**ESTRATTO DEL TESTO:**
○ ○ ○ ○ ○ ○ ○

In base alla Convenzione di Ginevra sui rifugiati (art.33), “nessuno Stato contraente potrà espellere o respingere (refouler) – in nessun modo – un rifugiato verso le frontiere dei luoghi ove la sua vita o la sua libertà sarebbero minacciate a causa della sua razza, della sua religione, della sua nazionalità, della sua appartenenza ad una determinata categoria sociale o delle sue opinioni politiche. Il beneficio di detta disposizione non potrà tuttavia essere invocato da un rifugiato per il quale vi siano gravi motivi per considerarlo un pericolo per la sicurezza dello Stato in cui si trova, oppure da un rifugiato il quale, essendo stato oggetto di una condanna già passata in giudicato per un crimine o un delitto particolarmente grave, rappresenti una minaccia per la comunità di detto Stato”.

Secondo l’UNHCR, in mare non è possibile una valutazione formale dello status di rifugiato o di richiedente asilo (in virtù del Protocollo di Palermo del 2000 contro la tratta di migranti; Reg. EU 2014/656 per le operazioni Frontex; d.lgs 286/’98 – T.U. immigrazione e discendente DM 14 luglio 2003; ecc.). Tutte le imbarcazioni coinvolte in operazioni SAR hanno come priorità il soccorso e il trasporto in un “luogo sicuro” dei migranti raccolti in mare e le azioni di soccorso prescindono dallo status giuridico delle persone. Il rifiuto, aprioristico e indistinto, di far approdare la nave in porto comporta l’impossibilità di valutare le singole situazioni delle persone a bordo, e viola il divieto di espulsioni collettive previsto dall’art. 4 del Protocollo n. 4 alla CEDU.

Se è vero che in base all’art. 25 della Convenzione UNCLOS lo stato può comunque impedire l’ingresso nei propri porti ad una nave sospettata di trasportare migranti irregolari, è altrettanto da considerare che se uno Stato respinge una imbarcazione carica di naufraghi soccorsi in acque internazionali, senza controllare se a bordo vi siano dei richiedenti asilo o soggetti non respingibili, o altrimenti inespellibili, come donne abusate e/o in stato di gravidanza e minori, e senza esaminare se essi possiedano i requisiti per il riconoscimento dello status di rifugiato, commette una violazione del principio di non respingimento sancito dall’art. 33 par. 1 della Convenzione del 1951 se i territori (Stati terzi o alto mare) verso cui la nave è respinta non offrono garanzie sufficienti per l’incolumità dei migranti. L’articolo 10 del Testo Unico sull’immigrazione 256/98 prevede ancora espressamente la possibilità di applicare il respingimento differito (comma 2) alle persone straniere che sono state “temporaneamente ammessi nel territorio per necessità di pubblico soccorso”. Dunque anche l’ordinamento interno prevede che in caso di eventi di ricerca e soccorso in mare non si possa procedere ad operazioni di respingimento che peraltro assumerebbero il carattere di respingimenti collettivi, vietati dall’art. 4 del Quarto Protocollo allegato alla CEDU e dall’art. 19 della Carta dei diritti fondamentali dell’Unione Europea.

○ ○ ○ ○ ○ ○ ○

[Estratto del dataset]
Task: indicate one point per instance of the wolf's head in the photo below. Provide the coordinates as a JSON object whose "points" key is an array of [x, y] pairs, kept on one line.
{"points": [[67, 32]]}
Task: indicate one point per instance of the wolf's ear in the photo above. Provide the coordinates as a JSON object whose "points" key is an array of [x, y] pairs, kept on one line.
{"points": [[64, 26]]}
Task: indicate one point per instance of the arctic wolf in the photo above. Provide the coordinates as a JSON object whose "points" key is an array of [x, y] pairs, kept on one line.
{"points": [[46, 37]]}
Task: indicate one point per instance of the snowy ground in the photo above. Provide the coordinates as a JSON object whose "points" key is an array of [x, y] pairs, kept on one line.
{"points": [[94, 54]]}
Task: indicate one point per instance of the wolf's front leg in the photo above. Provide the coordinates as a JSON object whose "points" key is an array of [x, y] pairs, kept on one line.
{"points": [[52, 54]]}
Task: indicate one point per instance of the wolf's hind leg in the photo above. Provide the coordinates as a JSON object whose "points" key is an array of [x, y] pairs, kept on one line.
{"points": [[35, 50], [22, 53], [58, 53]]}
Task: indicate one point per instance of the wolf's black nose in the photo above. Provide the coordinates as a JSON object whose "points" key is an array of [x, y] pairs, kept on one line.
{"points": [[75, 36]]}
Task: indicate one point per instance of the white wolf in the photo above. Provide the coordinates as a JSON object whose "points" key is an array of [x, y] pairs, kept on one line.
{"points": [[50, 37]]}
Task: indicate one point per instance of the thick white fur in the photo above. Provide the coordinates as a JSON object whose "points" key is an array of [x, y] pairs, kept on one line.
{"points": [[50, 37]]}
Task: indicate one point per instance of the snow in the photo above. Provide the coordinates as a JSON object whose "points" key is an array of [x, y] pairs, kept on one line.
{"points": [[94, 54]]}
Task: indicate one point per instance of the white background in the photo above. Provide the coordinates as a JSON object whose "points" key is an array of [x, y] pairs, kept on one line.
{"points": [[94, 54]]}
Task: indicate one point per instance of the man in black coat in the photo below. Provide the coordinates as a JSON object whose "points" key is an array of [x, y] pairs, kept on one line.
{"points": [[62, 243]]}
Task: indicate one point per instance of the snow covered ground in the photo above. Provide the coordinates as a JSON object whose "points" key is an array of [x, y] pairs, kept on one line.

○ ○ ○ ○ ○ ○ ○

**ESERCIZI DA SVOLGERE:**
a – Trascrivi dall'estratto del testo il passo che comincia con "Secondo l’UNHCR, in" e prosegue fino a "4 alla CEDU.".
b – Secondo l'estratto del testo, da quale norma si ricava che anche l'ordinamento interno esclude i respingimenti in caso di eventi di ricerca e soccorso in mare? Spiegalo in una o due frasi.

**ELENCO RISPOSTE:**
a –
Secondo l’UNHCR, in mare non è possibile una valutazione formale dello status di rifugiato o di richiedente asilo (in virtù del Protocollo di Palermo del 2000 contro la tratta di migranti; Reg. EU 2014/656 per le operazioni Frontex; d.lgs 286/’98 – T.U. immigrazione e discendente DM 14 luglio 2003; ecc.). Tutte le imbarcazioni coinvolte in operazioni SAR hanno come priorità il soccorso e il trasporto in un “luogo sicuro” dei migranti raccolti in mare e le azioni di soccorso prescindono dallo status giuridico delle persone. Il rifiuto, aprioristico e indistinto, di far approdare la nave in porto comporta l’impossibilità di valutare le singole situazioni delle persone a bordo, e viola il divieto di espulsioni collettive previsto dall’art. 4 del Protocollo n. 4 alla CEDU.

b – Lo si ricava dall'articolo 10 del Testo Unico sull'immigrazione. Al comma 2 questa norma prevede ancora espressamente il respingimento differito per le persone straniere ammesse temporaneamente nel territorio per necessità di pubblico soccorso.